=== What the exercise asks ===
Turn every line of the listing below into a numbered list, leaving out any blank lines.

=== Stored data ===
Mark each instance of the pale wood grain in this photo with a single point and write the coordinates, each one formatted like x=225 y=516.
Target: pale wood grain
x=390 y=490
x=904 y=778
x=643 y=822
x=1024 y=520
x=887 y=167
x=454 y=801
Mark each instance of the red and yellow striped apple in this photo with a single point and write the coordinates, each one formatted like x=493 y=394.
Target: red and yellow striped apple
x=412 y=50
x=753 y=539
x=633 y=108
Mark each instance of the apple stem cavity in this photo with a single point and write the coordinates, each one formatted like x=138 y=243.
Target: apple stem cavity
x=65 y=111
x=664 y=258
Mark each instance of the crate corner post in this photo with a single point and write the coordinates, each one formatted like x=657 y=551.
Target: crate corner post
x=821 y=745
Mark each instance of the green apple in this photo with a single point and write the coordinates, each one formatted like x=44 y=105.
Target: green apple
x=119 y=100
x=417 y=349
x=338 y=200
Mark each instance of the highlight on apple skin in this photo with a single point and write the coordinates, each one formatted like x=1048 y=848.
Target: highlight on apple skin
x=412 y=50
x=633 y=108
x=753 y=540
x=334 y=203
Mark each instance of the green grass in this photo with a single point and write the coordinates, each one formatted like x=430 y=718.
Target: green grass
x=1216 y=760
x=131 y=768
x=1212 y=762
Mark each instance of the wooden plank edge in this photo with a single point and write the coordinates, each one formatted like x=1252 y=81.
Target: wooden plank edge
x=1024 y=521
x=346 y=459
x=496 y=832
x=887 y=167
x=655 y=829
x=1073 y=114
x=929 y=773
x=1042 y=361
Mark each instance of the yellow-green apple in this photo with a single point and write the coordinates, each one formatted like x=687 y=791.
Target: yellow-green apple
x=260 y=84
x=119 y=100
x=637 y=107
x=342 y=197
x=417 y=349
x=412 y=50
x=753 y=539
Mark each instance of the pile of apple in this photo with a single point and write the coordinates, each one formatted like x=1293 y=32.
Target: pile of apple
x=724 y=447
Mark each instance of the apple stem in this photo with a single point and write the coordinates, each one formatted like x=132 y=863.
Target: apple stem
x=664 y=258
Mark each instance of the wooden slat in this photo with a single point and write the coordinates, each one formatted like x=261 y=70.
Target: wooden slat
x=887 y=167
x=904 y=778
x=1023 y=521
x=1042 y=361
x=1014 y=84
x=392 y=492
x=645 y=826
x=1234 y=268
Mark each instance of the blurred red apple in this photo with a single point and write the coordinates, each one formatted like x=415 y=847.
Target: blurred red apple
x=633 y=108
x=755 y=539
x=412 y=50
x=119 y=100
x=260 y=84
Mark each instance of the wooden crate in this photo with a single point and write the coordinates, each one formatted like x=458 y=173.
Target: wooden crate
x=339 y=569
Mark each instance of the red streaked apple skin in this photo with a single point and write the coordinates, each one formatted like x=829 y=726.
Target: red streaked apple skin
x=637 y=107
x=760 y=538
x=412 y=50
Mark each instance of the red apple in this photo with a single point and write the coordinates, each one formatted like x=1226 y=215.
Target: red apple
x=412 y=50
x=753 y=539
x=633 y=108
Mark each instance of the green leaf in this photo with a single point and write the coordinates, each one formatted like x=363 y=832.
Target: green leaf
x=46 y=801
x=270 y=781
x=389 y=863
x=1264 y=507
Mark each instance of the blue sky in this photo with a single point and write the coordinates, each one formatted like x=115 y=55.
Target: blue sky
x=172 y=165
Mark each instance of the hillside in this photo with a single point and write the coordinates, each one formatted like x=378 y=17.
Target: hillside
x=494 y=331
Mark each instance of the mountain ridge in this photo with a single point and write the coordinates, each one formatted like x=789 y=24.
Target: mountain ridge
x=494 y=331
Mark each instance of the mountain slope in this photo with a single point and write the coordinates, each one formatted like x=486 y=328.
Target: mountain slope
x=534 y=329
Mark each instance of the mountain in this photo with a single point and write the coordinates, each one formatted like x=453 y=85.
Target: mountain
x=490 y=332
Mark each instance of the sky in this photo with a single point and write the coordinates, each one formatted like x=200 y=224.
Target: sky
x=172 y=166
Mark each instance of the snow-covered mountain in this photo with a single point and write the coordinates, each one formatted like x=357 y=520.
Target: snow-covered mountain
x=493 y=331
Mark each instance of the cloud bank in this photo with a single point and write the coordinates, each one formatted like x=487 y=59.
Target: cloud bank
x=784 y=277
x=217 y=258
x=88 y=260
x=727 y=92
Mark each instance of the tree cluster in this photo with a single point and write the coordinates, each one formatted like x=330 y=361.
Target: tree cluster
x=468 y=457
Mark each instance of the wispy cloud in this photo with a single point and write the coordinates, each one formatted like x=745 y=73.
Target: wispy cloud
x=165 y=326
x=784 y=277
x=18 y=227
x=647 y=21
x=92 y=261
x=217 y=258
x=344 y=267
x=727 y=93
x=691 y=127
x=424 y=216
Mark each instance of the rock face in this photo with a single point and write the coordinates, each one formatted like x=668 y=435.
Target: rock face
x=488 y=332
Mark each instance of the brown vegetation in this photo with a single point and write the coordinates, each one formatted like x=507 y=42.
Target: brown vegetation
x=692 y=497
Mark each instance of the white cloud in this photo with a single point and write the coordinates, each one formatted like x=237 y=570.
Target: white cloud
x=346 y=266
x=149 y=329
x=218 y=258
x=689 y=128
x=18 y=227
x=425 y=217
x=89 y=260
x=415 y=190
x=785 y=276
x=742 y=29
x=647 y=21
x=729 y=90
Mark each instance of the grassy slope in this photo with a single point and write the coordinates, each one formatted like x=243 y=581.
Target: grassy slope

=== Solution ===
1. Mark each instance of the pale wood grain in this photo with a single point and write the coordinates, each one formatted like x=225 y=516.
2. Target: pale wood grain
3. x=390 y=490
4. x=904 y=778
5. x=643 y=822
6. x=1024 y=520
7. x=887 y=167
8. x=454 y=801
9. Mark each instance of the red and yellow striped apple in this photo with a single point and write the coordinates, each one formatted like x=493 y=394.
10. Target: red and yellow striped apple
11. x=412 y=50
12. x=753 y=539
13. x=633 y=108
14. Mark each instance of the apple stem cavity in this photo with a single point and write the coordinates, each one formatted like x=138 y=243.
15. Target: apple stem cavity
16. x=65 y=111
17. x=664 y=258
18. Mark each instance of the crate corner post in this photo with a single point and write the coordinates, each one formatted like x=657 y=551.
19. Target: crate corner post
20. x=821 y=745
21. Mark each instance of the green apple in this photo with a single point and write the coordinates, each one formatted like x=44 y=105.
22. Target: green apple
23. x=119 y=100
24. x=417 y=349
25. x=338 y=200
26. Mark each instance of the highlight on apple skin in this photo with a single point and write the coordinates, each one formatted like x=1048 y=848.
27. Target: highlight on apple skin
28. x=412 y=50
29. x=633 y=108
30. x=753 y=540
31. x=334 y=203
32. Mark each instance of the green grass in this photo with a single point and write the coordinates, each one formatted like x=430 y=718.
33. Target: green grass
34. x=1216 y=760
35. x=131 y=768
36. x=1212 y=762
37. Mark each instance of the wooden plank edge in this photo with a single point and write the coordinates, each one formatted like x=1252 y=81.
38. Target: wooden plank edge
39. x=1024 y=521
40. x=346 y=459
41. x=496 y=832
42. x=887 y=167
43. x=655 y=829
44. x=1073 y=114
45. x=929 y=773
46. x=1042 y=361
47. Mark each instance of the yellow-green apple in this photo with a single point and write the coordinates, each one formatted like x=687 y=791.
48. Target: yellow-green apple
49. x=260 y=84
50. x=119 y=100
51. x=637 y=107
52. x=342 y=197
53. x=417 y=349
54. x=412 y=50
55. x=753 y=539
56. Mark each instance of the pile of apple in this photo with a single point and write the coordinates, each one formatted like x=1293 y=32.
57. Target: pile of apple
58. x=724 y=447
59. Mark each instance of the apple stem in this photo with a single point and write the coordinates, each one formatted like x=132 y=863.
60. Target: apple stem
61. x=664 y=258
62. Mark each instance of the wooden slat in this photo with a single point and write the coordinates, each one formatted like x=261 y=70.
63. Target: wooden slat
64. x=887 y=167
65. x=904 y=778
66. x=1023 y=521
67. x=1042 y=361
68. x=1014 y=84
69. x=392 y=492
70. x=645 y=826
71. x=1234 y=268
72. Mark each instance of the blurred red apple in this photo with a single point and write the coordinates, each one formatted like x=415 y=847.
73. Target: blurred red apple
74. x=633 y=108
75. x=755 y=539
76. x=412 y=50
77. x=119 y=100
78. x=260 y=84
79. Mark each instance of the wooden crate in this photo with a single point and write the coordinates, each one formatted like x=458 y=173.
80. Target: wooden crate
81. x=339 y=569
82. Mark each instance of the red streaked apple skin in this photo with a single point and write the coordinates, each one formatted like x=829 y=726.
83. Target: red streaked apple skin
84. x=637 y=107
85. x=760 y=538
86. x=412 y=50
87. Mark each instance of the red apple in this photo with a single point and write the coordinates, each one formatted like x=1226 y=215.
88. Target: red apple
89. x=412 y=50
90. x=753 y=539
91. x=633 y=108
92. Mark each instance of the green leaf in this photo with a single point and write the coordinates, each one formatted like x=363 y=832.
93. Target: green leaf
94. x=46 y=801
95. x=270 y=781
96. x=389 y=863
97. x=1264 y=507
98. Mark each instance of the blue sky in this photo with a single point and write the coordinates, each one formatted like x=115 y=55.
99. Target: blue sky
100. x=172 y=165
101. Mark each instance of the hillside in this photo with a single point and write the coordinates, each one formatted like x=378 y=17.
102. Target: hillside
103. x=494 y=331
104. Mark each instance of the mountain ridge in this photo with a single point and write the coordinates, each one formatted like x=789 y=24.
105. Target: mountain ridge
106. x=494 y=331
107. Mark each instance of the mountain slope in this photo with a single point and write the coordinates, each one formatted like x=486 y=328.
108. Target: mountain slope
109. x=534 y=329
110. Mark each instance of the mountain in this photo with a single point and write the coordinates, each one formatted like x=453 y=85.
111. Target: mountain
112. x=490 y=332
113. Mark each instance of the sky in this photo with a single point and write the coordinates, each one formatted like x=200 y=224.
114. Target: sky
115. x=172 y=166
116. Mark each instance of the snow-covered mountain in this photo with a single point and write the coordinates, each one formatted like x=357 y=520.
117. Target: snow-covered mountain
118. x=493 y=331
119. Mark each instance of the cloud bank in this photo with a single point and write the coordinates, each one formatted like x=487 y=59.
120. Target: cloud bank
121. x=784 y=277
122. x=217 y=258
123. x=88 y=260
124. x=727 y=92
125. Mark each instance of the tree cluster in this photo with a single point and write the coordinates, each one formatted like x=330 y=361.
126. Target: tree cluster
127. x=468 y=457
128. Mark each instance of the wispy cloud in this photo with a single point and write the coordinates, each one formatted like x=745 y=73.
129. Target: wispy cloud
130. x=165 y=326
131. x=784 y=277
132. x=18 y=227
133. x=647 y=21
134. x=92 y=261
135. x=217 y=258
136. x=344 y=267
137. x=727 y=93
138. x=691 y=127
139. x=424 y=216
140. Mark each instance of the rock face in this photo with a single point and write the coordinates, each one formatted like x=668 y=435.
141. Target: rock face
142. x=488 y=332
143. Mark each instance of the brown vegetation in this photo with a single point and write the coordinates, each one formatted like x=507 y=42.
144. Target: brown vegetation
145. x=692 y=497
146. Mark each instance of the white cloud in this photo with a single point and write the coordinates, each one formatted like x=237 y=570.
147. Target: white cloud
148. x=346 y=266
149. x=149 y=329
150. x=218 y=258
151. x=689 y=128
152. x=18 y=227
153. x=425 y=217
154. x=89 y=260
155. x=415 y=190
156. x=785 y=276
157. x=742 y=29
158. x=647 y=21
159. x=729 y=90
160. Mark each instance of the grassy slope in this photo with a single point and write the coordinates, each one formatted like x=243 y=581.
161. Target: grassy slope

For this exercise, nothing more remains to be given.